> **EXERCISE BRIEF**: Return the line containing "Now, detect the rocky ground visible above." and every line after it through the end of the entries below, with no other lines.

··· SOURCE MATERIAL ···

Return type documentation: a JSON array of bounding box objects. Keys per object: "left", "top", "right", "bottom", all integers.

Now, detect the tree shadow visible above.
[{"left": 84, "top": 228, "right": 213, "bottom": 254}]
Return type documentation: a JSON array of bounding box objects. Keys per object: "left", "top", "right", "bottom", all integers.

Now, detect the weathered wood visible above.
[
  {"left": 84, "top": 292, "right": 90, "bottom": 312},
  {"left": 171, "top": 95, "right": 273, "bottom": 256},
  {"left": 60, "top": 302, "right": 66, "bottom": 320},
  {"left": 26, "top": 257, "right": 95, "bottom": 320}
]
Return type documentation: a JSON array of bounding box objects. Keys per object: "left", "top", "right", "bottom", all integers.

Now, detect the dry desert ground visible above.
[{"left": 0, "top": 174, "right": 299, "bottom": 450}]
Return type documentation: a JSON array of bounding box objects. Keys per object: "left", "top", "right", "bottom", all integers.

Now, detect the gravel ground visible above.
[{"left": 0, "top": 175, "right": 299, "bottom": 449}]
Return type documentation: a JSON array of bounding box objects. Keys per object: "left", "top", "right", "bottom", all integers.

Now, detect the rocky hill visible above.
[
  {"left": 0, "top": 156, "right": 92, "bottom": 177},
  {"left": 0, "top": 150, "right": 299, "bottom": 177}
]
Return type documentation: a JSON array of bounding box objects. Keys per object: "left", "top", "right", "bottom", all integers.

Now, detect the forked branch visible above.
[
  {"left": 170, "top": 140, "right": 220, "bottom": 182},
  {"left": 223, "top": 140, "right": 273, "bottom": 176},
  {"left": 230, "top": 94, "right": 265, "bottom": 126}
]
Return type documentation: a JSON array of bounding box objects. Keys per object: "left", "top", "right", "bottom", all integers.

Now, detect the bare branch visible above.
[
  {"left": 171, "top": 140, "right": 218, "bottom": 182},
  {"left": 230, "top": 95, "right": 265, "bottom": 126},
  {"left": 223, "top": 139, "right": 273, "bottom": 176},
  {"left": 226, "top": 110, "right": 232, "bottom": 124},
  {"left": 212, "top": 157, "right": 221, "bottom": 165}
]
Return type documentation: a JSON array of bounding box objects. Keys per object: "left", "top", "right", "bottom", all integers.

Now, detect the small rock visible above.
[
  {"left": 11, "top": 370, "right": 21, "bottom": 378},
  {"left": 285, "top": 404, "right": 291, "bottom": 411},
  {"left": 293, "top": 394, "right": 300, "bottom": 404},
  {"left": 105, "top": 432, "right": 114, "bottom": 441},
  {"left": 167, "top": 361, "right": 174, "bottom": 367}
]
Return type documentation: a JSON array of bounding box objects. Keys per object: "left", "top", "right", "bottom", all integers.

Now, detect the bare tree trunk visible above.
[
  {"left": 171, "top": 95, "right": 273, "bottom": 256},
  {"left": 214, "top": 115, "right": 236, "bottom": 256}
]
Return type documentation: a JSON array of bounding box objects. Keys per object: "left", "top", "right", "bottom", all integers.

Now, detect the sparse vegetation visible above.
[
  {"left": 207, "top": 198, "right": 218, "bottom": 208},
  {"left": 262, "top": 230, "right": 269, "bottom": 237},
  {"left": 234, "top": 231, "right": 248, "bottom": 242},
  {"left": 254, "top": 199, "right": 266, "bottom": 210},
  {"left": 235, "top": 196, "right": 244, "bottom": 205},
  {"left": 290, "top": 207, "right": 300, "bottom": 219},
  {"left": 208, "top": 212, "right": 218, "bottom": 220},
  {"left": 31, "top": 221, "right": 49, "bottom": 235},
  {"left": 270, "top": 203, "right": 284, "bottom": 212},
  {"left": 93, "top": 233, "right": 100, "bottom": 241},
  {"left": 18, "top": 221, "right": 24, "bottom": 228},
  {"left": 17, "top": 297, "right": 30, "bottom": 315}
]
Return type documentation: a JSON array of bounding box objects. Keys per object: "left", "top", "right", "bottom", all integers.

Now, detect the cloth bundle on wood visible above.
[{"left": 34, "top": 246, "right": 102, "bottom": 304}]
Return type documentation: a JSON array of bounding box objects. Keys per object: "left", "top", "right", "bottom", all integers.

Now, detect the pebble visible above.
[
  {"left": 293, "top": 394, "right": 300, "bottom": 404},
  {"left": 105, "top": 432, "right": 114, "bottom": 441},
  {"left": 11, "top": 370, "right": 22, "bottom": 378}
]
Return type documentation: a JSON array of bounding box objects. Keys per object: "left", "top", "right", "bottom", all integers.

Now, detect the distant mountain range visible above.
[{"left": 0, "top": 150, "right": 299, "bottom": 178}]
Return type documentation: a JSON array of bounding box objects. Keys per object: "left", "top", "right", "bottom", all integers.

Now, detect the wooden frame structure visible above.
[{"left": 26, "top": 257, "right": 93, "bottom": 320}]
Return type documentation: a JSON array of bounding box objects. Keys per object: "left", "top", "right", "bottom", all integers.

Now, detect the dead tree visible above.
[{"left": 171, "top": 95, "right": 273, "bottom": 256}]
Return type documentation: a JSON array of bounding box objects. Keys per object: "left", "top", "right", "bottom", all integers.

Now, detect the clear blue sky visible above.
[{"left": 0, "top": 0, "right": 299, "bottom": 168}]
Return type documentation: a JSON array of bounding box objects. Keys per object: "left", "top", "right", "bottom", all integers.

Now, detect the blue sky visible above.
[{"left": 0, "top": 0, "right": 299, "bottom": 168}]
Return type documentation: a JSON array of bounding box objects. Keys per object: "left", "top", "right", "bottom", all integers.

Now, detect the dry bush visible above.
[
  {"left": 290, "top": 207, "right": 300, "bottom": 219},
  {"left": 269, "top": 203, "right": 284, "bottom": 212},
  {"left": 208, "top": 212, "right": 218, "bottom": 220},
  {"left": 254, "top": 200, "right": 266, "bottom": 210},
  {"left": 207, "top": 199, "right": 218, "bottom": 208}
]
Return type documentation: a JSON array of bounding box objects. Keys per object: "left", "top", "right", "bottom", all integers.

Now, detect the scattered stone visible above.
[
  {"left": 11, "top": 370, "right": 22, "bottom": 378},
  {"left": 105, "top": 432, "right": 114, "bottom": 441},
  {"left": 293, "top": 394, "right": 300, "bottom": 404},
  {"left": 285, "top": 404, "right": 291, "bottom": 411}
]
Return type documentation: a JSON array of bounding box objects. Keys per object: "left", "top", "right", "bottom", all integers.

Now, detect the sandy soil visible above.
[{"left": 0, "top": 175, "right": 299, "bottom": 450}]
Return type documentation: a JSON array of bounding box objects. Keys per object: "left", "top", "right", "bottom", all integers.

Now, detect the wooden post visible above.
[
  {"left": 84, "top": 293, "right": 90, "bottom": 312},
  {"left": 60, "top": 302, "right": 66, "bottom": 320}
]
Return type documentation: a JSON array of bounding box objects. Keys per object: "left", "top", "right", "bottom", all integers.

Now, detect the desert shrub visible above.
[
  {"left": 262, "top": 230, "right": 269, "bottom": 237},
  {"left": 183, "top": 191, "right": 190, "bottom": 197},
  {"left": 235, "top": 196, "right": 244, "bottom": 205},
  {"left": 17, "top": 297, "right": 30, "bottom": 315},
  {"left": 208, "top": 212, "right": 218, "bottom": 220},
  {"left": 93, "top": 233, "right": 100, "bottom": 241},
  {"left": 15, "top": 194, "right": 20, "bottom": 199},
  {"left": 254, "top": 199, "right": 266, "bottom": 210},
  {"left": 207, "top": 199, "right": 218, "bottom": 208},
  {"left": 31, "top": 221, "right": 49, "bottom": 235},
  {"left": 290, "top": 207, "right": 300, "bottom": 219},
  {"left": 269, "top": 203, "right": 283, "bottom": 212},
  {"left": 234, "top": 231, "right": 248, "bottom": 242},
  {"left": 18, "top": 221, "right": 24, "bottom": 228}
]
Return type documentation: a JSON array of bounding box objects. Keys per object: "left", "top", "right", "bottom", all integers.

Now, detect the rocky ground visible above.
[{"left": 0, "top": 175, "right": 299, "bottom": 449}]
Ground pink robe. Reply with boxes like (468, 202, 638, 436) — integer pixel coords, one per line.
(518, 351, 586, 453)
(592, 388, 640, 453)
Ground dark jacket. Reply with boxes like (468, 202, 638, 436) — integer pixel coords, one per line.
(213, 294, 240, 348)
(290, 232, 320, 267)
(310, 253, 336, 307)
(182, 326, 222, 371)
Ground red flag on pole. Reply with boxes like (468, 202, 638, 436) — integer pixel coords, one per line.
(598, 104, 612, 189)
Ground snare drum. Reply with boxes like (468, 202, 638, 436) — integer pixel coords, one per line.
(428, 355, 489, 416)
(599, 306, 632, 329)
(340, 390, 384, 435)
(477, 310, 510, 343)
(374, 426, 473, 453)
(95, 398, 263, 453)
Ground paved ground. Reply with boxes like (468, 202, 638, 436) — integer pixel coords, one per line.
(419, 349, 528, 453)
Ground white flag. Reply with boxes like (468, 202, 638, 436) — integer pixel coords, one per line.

···

> **RESPONSE TO THIS EXERCISE**:
Now, detect the rocky ground visible above.
[{"left": 0, "top": 175, "right": 299, "bottom": 449}]
Ground pink robe. Reply with boxes like (468, 202, 638, 436) — integer pixel coords, one per line.
(518, 351, 586, 453)
(592, 388, 640, 453)
Ground dark jacket. Reply with boxes like (468, 202, 638, 436) — integer pixel coords, one per line.
(213, 294, 240, 348)
(290, 232, 320, 267)
(310, 253, 336, 307)
(182, 326, 222, 371)
Ground red flag on pole. Reply with boxes like (468, 202, 638, 436) — integer pixel coords, one per line.
(598, 104, 612, 189)
Ground snare drum. Reply with boxes like (468, 202, 638, 436) — integer pixel coords, one per line.
(428, 355, 489, 416)
(599, 306, 632, 329)
(340, 390, 384, 435)
(477, 310, 510, 343)
(374, 426, 473, 453)
(95, 398, 263, 453)
Ground paved ground. Reply with boxes like (468, 202, 638, 436) — integer pixel coords, one per line.
(419, 349, 528, 453)
Ground white flag. Reply with boxes like (468, 202, 638, 436) — integer pixel coords, one per line.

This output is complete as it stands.